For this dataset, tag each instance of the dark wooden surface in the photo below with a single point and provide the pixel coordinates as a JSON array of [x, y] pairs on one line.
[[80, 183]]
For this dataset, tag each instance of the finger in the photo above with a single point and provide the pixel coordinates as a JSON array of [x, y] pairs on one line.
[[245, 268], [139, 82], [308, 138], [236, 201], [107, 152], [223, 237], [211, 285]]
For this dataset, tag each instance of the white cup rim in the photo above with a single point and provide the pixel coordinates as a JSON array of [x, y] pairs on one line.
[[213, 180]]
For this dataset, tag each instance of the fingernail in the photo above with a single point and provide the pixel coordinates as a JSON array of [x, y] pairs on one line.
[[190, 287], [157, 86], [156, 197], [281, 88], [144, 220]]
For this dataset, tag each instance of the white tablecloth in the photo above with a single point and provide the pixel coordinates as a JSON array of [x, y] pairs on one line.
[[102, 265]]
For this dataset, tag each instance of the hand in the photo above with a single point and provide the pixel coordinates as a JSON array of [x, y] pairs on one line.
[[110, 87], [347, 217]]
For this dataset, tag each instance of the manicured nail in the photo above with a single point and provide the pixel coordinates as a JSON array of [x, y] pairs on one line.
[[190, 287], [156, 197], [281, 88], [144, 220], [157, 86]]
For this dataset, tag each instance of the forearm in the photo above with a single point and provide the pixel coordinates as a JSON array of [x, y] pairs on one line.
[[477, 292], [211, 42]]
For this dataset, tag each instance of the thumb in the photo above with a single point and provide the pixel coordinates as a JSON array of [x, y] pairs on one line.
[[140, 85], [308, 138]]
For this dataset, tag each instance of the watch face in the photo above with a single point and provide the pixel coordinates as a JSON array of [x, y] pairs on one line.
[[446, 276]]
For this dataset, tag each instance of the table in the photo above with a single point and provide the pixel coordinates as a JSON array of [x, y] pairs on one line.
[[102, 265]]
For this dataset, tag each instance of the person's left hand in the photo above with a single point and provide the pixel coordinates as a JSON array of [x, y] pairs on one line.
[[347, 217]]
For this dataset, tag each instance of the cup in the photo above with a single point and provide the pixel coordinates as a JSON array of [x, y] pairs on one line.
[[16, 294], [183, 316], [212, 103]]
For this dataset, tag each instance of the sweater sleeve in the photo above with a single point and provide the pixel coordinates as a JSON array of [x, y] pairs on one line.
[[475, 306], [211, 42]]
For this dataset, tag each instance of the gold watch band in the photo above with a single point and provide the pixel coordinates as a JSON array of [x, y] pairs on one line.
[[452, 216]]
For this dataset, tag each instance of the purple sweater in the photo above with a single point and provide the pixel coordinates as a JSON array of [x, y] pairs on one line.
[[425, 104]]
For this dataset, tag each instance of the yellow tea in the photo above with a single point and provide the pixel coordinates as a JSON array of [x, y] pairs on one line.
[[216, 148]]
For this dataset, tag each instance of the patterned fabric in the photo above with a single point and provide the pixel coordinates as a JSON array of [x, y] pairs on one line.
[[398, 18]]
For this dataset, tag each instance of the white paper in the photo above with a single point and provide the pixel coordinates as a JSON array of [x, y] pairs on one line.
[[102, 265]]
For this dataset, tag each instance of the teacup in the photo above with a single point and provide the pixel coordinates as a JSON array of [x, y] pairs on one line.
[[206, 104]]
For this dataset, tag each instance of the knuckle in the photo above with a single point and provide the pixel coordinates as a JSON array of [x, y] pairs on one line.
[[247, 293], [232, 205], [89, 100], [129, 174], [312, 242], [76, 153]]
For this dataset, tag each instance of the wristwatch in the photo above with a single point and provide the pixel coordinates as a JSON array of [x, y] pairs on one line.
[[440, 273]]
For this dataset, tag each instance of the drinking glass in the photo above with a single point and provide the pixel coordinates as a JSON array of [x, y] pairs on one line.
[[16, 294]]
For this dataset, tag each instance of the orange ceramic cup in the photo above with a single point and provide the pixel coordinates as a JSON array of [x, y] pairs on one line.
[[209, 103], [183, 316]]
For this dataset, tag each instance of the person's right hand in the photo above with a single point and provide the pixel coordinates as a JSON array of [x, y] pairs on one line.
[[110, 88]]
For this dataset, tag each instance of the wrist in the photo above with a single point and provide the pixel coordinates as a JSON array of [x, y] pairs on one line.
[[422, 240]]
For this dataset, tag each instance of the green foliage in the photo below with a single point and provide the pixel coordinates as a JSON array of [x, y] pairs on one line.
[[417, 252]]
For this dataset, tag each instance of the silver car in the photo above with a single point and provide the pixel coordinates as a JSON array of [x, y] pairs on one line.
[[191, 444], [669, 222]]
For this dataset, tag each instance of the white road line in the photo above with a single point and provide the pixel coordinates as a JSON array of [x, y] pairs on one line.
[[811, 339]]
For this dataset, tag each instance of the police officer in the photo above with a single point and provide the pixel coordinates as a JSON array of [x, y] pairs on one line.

Required action:
Copy the material above, line for line.

Answer for the task:
For this dataset, tag each instance of the dark wooden surface in the photo below with a single point and provide the pixel coordinates as a JSON array of [x, y] pairs on one line.
[[80, 183]]
For this dataset, tag each instance of the finger in the photo above with a single point and provide the pixel coordinates as a JSON array of [x, y] pairs on one line.
[[245, 268], [139, 82], [308, 138], [236, 201], [107, 152], [223, 237], [211, 285]]
For this dataset, tag each instance of the white cup rim in the photo above with a single point and provide the pixel coordinates as a JSON array of [x, y] pairs on one line.
[[213, 180]]
For this dataset, tag each instance of the fingernail in the photo above with a single point and provide the pixel coordinates as a JSON array of [x, y] pairs on one line.
[[190, 287], [157, 86], [156, 197], [281, 88], [144, 220]]
For this dataset, tag each instance of the white tablecloth in the photo above with a single point and provide the pixel coordinates as a JSON array of [x, y] pairs on one line.
[[102, 265]]
For this dataset, tag each instance of the hand in the photo above with a single point and provide the pixel coordinates as a JSON array of [x, y] pairs on one line.
[[110, 87], [347, 217]]
For this dataset, tag each instance of the manicured nail in the photo above with a single point and provide the pixel coordinates as a JSON array of [x, y] pairs on one line.
[[190, 287], [156, 197], [281, 88], [144, 220], [157, 86]]
For this dataset, tag each instance of the forearm in the photo above with a single point and provide the pixel coordinates as a JSON array of [x, y] pairs on one line.
[[477, 292], [211, 42]]
For this dataset, tag each instance of the thumb in the photo above with a single point and provide the pixel coordinates as a JSON array of [x, y] pairs on one line.
[[140, 85], [308, 138]]
For this dataset, tag each instance of the watch face in the photo above with a single point and provide the pixel coordinates as a JSON array of [x, y] pairs on one line.
[[446, 276]]
For this dataset, tag each instance of the table in the photo above with a single point and provide the pixel coordinates as a JSON array of [x, y] pairs on one line.
[[102, 265]]
For this dataset, tag each instance of the person's left hand in the photo above with a single point and provide the pixel coordinates as a JSON array of [x, y] pairs on one line.
[[347, 217]]
For this dataset, tag each instance of the cup in the photo above with a single point and provide the pixel coordinates as a JSON array of [x, y] pairs on one line.
[[16, 294], [183, 316], [212, 103]]
For this dataset, tag each instance of the sweater sleeve in the photo above with a single point and provide the pixel coordinates as a JSON array of [x, y] pairs on one line.
[[475, 306], [211, 42]]
For this dataset, tag each instance of the gold watch band in the photo above with a single point and provide the pixel coordinates as a JSON array of [x, y] pairs on one line.
[[452, 216]]
For this dataset, tag each instance of the purple sweater in the photo above with a single point and provide the pixel coordinates as a JSON array of [x, y] pairs on one line.
[[425, 104]]
For this dataset, tag each instance of the yellow tea in the photo above with a single point and provide the pixel coordinates as a JSON array of [x, y] pairs on one line.
[[216, 148]]
For this dataset, tag each instance of the patterned fabric in the photo above with a single point and provide the pixel coordinates as a JSON array of [x, y] pairs on one line.
[[398, 18]]
For this dataset, tag each instance of the white paper in the photo above with a single point and provide the pixel coordinates as a JSON array of [x, y] pairs on one line.
[[102, 265]]
For this dataset, tag each instance of the teacup in the photo above with a single point and provide the pixel coordinates as a JSON array of [x, y] pairs on one line.
[[206, 104]]
For this dataset, tag each instance of the knuckle in the photo above with a single point and provide the pixel coordinates as a JSON array of [x, y] pairs on one line.
[[247, 293], [232, 205], [89, 100], [129, 174], [312, 242], [76, 153]]
For this dataset, tag each instance of the wristwatch in the photo above with a single point and provide the pixel coordinates as a JSON array of [x, y] pairs on one line.
[[440, 273]]
For this dataset, tag each instance of the drinking glass in the photo above with a single point and provide the pixel coordinates as a JSON array of [x, y] pairs on one line.
[[16, 294]]
For this dataset, tag each instance of the orange ceramic cup in the photo above with a single point and provide the pixel coordinates as a JSON array of [x, y] pairs on one line.
[[209, 103], [183, 316]]
For this dataset, tag each instance of the person's right hand in the photo above with a single point and provide the pixel coordinates as a JSON array of [x, y] pairs on one line.
[[110, 88]]
For this dataset, tag each instance of the wrist in the photo above with a single point and provide the pixel coordinates as a JSON array of [x, y] pairs on one line.
[[422, 240]]
For this dataset, tag each instance of the green foliage in the photo below with a single point and provide the pixel coordinates as a JSON array of [x, y] pairs on one line.
[[417, 252]]
For this dataset, tag each instance of the silver car in the photo above with a single point and provide the pixel coordinates as a JSON array of [x, y] pairs on one line.
[[191, 444], [669, 222]]
For this dataset, tag each instance of the white road line in the photo above with a single point and provide the pixel coordinates as a JSON array of [x, y] pairs on one line.
[[811, 339]]
For this dataset, tag each instance of the police officer in the photo above with a single point and provide the pixel coordinates as a JSON array of [x, y] pairs on one line.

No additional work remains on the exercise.